-- Start Records for the task --
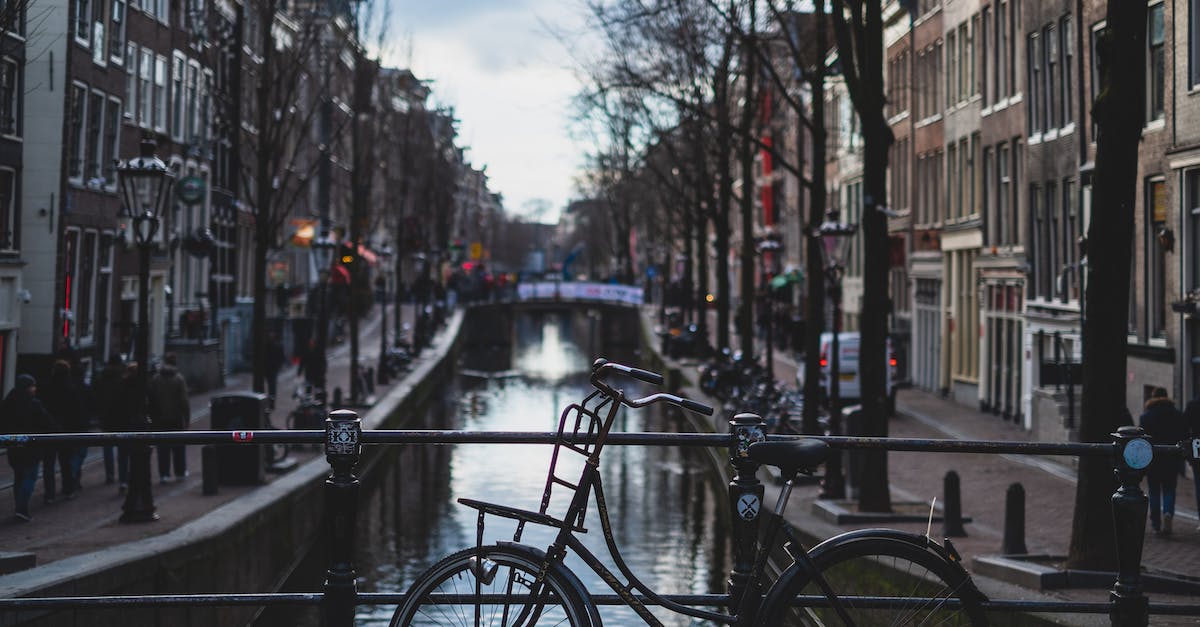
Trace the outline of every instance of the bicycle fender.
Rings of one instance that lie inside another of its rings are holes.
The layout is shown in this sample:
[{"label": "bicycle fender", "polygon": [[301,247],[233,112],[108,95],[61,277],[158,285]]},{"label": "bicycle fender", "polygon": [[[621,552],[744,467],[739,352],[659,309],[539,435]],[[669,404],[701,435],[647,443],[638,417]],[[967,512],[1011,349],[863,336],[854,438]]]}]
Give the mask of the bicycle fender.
-- End Records for the task --
§ Aim of the task
Recast the entries above as a numbered list, omitting any blank lines and leaving the pictures out.

§ Result of this task
1. Trace the outline of every instance of the bicycle fender.
2. Rings of one instance that lie inside another of its rings are holes.
3. The layout is shown in this sample:
4. [{"label": "bicycle fender", "polygon": [[301,247],[233,112],[108,95],[61,277],[158,285]]},{"label": "bicycle fender", "polygon": [[[621,552],[744,467],[739,352],[659,309],[539,435]],[[669,404],[701,435],[647,443],[638,417]],[[967,512],[1011,349],[863,336],[854,438]]]}]
5. Give the mask of the bicycle fender.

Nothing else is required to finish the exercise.